EXERCISE DIRECTIONS:
Starting with the line containing "mark: the side mirror, one point per instance" and going on through the end of the listing below, write out every line in that span again, adding 119 to each x and y coordinate in the answer points. All other numbers stay unchanged.

INPUT FOR THIS TASK:
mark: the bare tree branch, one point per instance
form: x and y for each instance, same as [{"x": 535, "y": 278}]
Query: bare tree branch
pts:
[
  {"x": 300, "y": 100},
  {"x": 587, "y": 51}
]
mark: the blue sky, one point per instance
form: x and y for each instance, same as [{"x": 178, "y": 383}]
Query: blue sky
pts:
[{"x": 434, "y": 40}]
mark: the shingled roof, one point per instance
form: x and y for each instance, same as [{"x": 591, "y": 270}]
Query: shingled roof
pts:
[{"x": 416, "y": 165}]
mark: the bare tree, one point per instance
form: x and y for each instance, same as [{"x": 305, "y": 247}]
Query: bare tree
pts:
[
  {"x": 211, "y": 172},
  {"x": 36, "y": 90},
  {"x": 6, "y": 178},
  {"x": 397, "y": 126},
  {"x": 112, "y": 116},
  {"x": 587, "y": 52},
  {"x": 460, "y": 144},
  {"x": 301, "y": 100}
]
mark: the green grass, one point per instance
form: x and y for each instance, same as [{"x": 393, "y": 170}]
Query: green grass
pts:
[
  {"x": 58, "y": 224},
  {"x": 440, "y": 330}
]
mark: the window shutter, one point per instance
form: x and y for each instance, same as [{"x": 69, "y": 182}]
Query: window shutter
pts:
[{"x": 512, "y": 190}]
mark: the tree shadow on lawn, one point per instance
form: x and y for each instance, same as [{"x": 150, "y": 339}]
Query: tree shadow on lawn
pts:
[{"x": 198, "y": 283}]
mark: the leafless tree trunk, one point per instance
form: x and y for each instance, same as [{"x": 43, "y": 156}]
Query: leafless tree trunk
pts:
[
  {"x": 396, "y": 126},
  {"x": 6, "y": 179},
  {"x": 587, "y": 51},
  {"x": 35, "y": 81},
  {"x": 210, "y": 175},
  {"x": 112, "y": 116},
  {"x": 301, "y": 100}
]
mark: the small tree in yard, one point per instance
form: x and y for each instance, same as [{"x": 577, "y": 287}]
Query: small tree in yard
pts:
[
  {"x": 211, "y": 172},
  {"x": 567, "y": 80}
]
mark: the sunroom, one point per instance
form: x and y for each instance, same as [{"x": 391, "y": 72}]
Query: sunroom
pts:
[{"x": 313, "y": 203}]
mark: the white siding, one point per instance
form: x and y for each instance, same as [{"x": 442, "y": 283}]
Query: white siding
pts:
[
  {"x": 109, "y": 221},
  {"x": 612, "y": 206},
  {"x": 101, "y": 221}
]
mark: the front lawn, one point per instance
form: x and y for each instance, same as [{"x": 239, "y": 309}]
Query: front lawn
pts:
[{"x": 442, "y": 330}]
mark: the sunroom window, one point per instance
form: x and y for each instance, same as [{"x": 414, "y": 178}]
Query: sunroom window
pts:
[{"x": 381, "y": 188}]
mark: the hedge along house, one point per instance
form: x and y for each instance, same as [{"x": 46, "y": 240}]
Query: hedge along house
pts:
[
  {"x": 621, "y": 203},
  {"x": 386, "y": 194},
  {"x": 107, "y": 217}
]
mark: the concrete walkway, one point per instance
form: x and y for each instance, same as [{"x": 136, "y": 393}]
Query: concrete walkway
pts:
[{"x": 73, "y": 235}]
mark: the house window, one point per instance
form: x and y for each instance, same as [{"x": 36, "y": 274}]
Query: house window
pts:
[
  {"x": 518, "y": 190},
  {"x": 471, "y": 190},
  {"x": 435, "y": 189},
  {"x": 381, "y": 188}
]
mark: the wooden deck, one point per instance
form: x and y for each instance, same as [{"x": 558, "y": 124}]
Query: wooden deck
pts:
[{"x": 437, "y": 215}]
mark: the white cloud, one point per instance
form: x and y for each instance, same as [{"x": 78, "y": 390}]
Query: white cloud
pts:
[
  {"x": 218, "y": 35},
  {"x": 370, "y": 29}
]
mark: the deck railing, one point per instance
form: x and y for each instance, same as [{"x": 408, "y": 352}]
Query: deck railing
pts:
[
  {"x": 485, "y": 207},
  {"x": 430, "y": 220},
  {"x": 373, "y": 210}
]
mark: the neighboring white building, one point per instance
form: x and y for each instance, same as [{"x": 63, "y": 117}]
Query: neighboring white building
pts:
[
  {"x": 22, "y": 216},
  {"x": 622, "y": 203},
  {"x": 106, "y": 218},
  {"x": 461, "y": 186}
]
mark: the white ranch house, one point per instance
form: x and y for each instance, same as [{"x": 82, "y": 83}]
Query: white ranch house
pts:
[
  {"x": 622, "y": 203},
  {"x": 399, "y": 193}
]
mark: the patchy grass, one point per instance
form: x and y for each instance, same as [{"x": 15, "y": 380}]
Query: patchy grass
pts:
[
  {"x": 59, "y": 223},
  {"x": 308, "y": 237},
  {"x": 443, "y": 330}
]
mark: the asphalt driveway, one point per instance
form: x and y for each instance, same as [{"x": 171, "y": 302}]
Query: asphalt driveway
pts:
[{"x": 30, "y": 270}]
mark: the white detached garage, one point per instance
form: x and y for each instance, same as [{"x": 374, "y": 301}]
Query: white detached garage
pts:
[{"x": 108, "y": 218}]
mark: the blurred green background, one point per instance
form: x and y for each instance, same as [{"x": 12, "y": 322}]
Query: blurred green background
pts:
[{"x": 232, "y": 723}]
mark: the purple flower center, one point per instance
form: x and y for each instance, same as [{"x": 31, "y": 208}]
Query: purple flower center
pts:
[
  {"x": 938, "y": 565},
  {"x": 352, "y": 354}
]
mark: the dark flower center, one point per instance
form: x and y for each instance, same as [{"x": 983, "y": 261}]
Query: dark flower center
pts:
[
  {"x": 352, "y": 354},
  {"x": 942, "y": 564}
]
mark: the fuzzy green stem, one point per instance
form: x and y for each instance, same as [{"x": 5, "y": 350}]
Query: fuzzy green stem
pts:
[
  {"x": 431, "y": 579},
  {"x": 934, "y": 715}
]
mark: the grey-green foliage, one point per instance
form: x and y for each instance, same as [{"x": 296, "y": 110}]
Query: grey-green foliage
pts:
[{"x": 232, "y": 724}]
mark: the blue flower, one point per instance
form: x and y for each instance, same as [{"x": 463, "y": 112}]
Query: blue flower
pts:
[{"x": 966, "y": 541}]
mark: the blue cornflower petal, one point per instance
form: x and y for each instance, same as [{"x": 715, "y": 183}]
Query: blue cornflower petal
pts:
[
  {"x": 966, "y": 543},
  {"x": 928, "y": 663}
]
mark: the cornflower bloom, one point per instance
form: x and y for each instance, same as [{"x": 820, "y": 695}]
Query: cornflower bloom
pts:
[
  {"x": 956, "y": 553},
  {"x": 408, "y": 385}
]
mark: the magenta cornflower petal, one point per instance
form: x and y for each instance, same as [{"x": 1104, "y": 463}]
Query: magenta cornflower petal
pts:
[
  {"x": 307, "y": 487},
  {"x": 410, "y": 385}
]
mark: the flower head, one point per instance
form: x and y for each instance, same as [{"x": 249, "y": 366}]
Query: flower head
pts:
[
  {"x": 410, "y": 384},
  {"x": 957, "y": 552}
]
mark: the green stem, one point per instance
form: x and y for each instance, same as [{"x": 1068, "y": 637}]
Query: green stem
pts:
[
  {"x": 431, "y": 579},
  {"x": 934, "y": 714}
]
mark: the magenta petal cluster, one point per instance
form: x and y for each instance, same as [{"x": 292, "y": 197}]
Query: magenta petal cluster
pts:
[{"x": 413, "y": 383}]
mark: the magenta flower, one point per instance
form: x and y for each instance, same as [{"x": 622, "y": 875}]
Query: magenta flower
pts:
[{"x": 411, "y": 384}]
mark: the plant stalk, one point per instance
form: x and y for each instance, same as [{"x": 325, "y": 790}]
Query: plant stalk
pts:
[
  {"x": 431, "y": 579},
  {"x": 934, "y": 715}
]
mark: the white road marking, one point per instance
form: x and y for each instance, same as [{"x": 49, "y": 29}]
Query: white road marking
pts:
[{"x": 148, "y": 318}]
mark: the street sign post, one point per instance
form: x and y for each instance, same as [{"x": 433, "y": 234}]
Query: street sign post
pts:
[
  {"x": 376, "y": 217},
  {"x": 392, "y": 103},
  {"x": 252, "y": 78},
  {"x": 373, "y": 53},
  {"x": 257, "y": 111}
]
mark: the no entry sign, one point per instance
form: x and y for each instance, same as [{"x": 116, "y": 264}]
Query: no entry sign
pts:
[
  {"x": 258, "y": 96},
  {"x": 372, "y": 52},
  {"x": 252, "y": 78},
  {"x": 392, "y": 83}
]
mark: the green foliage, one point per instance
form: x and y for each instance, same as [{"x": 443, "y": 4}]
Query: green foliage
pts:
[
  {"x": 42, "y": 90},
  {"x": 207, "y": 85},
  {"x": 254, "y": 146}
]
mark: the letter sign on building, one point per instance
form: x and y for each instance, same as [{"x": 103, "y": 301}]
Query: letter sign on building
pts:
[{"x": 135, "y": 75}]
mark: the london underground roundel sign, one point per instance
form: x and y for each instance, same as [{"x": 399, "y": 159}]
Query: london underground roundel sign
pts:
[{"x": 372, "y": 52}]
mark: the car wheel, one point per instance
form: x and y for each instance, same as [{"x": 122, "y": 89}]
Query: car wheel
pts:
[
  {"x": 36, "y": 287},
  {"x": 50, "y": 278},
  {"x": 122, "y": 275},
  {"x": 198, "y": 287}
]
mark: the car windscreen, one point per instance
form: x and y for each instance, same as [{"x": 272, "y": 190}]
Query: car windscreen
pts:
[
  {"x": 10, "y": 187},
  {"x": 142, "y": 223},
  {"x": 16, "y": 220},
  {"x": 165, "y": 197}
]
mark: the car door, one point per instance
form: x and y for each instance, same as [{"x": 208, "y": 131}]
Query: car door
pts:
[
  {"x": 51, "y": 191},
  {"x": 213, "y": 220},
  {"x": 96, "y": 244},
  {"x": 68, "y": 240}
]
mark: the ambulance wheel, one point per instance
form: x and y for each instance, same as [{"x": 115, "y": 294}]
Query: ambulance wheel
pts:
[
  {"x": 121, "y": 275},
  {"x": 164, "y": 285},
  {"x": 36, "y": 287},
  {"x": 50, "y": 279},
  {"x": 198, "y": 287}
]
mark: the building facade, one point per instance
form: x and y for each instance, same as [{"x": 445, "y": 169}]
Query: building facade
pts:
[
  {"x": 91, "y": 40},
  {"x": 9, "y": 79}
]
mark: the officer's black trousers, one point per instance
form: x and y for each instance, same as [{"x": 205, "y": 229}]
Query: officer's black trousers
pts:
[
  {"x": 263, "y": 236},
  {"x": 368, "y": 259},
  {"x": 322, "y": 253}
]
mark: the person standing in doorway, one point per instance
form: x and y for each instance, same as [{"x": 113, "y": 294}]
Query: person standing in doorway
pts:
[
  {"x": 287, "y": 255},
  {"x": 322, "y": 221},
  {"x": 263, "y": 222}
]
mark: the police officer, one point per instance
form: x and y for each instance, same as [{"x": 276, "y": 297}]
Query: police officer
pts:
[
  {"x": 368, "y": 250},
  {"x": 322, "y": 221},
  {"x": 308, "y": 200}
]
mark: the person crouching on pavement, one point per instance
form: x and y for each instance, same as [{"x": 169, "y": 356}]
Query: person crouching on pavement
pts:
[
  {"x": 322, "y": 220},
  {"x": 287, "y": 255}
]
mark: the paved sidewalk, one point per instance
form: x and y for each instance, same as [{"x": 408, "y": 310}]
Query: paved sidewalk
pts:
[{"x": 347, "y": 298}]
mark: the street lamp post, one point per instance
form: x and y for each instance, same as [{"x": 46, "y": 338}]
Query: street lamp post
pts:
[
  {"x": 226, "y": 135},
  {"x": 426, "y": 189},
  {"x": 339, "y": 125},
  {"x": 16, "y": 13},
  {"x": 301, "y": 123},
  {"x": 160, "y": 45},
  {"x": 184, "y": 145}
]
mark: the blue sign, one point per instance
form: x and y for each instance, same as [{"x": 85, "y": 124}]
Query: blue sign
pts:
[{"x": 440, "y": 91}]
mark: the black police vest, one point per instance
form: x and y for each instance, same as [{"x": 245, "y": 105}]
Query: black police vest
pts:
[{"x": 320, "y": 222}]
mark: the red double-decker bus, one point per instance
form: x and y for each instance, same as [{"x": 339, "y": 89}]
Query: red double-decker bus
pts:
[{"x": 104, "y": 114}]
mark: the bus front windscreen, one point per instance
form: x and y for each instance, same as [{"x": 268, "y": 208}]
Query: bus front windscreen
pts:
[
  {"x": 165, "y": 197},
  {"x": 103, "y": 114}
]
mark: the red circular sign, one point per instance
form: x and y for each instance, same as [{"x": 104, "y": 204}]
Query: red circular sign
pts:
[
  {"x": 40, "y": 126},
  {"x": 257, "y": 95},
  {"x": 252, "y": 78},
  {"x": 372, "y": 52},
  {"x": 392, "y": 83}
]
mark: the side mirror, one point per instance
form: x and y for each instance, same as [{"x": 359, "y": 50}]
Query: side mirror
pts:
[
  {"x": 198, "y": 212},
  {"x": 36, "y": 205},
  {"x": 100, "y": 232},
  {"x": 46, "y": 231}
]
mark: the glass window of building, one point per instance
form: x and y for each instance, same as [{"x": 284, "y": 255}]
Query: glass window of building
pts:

COMPLETED EXERCISE:
mark: the side mirror, one point per instance
form: x and y for each instance, same as [{"x": 359, "y": 50}]
Query: side mirror
pts:
[
  {"x": 317, "y": 331},
  {"x": 155, "y": 324},
  {"x": 219, "y": 351},
  {"x": 165, "y": 350}
]
mark: the glass window of building, one point per instance
form: x and y for each instance, same as [{"x": 284, "y": 255}]
Query: glass window of building
pts:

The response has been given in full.